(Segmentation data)
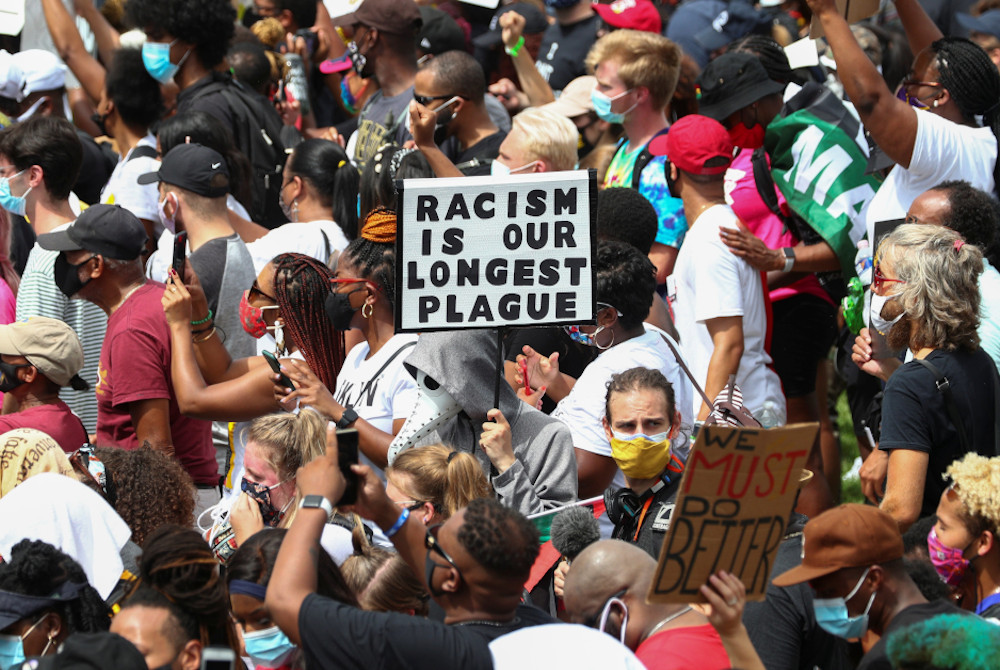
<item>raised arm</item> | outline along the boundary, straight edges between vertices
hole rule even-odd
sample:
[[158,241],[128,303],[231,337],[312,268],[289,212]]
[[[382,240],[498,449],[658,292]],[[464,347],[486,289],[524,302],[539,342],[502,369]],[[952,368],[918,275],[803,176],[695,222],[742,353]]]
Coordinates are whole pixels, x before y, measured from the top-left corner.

Short exercise:
Put every line of the records above into a numbered list, skipping any blank lines. Leave the pictures out of your answer.

Complete answer:
1. <item>raised arm</item> | outline along the boundary, straight edges between vertices
2. hole rule even-odd
3. sample:
4. [[158,241],[128,303],[231,337],[312,268],[289,212]]
5. [[[382,240],[498,449],[658,292]],[[464,347],[486,289],[524,302],[539,342],[502,369]],[[952,368],[918,275],[803,176],[695,222],[742,353]]]
6. Coordinates are whole pixels, x before y, measured from the top-left corner.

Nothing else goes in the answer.